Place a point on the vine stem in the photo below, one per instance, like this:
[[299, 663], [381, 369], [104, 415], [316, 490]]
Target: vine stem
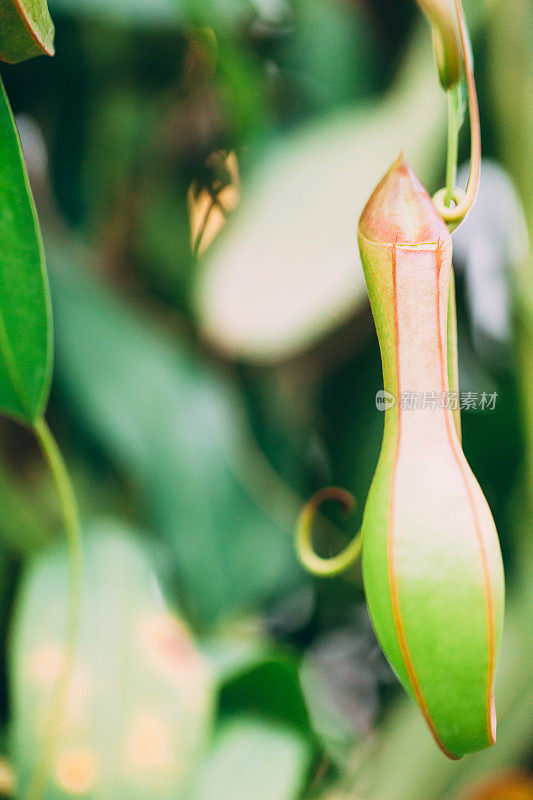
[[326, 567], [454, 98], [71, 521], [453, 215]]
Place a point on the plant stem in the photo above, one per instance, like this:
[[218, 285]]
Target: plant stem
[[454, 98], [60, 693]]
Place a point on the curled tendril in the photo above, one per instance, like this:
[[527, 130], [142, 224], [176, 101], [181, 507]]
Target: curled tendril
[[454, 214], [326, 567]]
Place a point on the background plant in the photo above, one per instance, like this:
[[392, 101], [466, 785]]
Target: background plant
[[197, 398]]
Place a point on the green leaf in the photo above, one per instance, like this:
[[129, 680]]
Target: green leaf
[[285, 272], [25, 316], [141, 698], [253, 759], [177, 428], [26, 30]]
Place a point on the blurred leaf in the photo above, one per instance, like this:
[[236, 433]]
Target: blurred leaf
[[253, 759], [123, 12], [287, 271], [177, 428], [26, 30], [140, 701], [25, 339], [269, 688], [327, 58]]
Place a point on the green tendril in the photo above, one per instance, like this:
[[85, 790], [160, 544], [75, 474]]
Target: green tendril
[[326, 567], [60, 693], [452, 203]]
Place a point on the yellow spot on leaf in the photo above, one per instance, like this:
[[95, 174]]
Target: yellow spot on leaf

Work order: Each line of the records with the word "above" in it is to be copied.

Response to the task:
Place a point on the plant stem in the photo above, one per instance, like this:
Place a point on the curled tendril in the photo above, one per instance, like this:
Place a point on the background plant in the photo above, one per instance, like this:
Place a point on the green leaf in the photo above, one per instance, like this:
Place a point on the blurred leaf in the photo above, one per instance, like this:
Place a point on the green tendril in the photo above, one per instance, like this:
Place a point on the yellow spot on leaf in the photo above, one per instance, like this:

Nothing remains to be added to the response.